++++ MATERIAL PROVIDED

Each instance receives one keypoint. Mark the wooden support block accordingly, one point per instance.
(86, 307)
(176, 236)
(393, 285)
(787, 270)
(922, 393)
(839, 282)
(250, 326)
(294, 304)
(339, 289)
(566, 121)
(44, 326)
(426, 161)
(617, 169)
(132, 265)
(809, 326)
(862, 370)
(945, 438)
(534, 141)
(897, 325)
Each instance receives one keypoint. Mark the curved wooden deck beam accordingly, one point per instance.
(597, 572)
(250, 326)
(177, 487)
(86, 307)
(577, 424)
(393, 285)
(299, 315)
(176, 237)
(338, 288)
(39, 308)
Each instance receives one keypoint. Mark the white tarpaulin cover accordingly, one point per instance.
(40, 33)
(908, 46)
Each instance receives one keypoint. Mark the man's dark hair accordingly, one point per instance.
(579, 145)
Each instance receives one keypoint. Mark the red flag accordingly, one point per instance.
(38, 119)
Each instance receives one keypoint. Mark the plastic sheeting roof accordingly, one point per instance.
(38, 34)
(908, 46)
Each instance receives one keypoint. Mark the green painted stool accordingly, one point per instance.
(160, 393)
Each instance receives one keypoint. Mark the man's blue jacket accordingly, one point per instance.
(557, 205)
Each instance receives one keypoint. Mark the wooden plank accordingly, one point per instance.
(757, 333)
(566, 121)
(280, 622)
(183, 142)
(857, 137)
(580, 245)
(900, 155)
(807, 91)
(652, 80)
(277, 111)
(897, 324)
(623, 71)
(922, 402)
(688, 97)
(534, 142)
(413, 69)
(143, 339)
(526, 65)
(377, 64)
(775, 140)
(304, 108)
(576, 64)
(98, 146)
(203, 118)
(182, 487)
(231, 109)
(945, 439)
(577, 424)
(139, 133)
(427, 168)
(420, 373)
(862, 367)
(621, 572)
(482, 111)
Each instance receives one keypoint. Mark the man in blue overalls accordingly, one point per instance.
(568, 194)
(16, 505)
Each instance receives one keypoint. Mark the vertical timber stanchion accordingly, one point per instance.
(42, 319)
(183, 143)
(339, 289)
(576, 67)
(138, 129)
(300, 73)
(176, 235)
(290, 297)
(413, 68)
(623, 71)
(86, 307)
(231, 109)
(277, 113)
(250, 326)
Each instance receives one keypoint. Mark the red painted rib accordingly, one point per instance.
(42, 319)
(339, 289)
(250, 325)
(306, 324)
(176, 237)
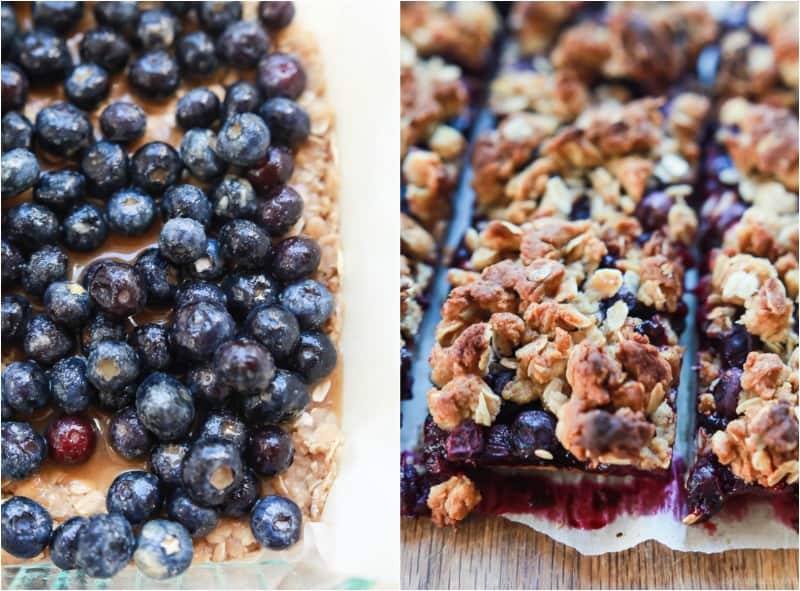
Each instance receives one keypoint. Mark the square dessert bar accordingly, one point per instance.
(436, 113)
(558, 344)
(748, 361)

++++++++

SHORT EXERCISE
Repeat the data from the line containing "Each instance receives one keypoint. Mark the red painted" through the end, and leave out the pictures.

RESULT OF THIS EXERCISE
Each instance receives one keypoint. Mark the red painted rib accordingly, one point per instance.
(42, 319)
(339, 289)
(250, 325)
(306, 324)
(176, 237)
Each instance receives one keypoint. Mark the square dessert bar accordingly, one point per instance.
(436, 113)
(558, 344)
(748, 361)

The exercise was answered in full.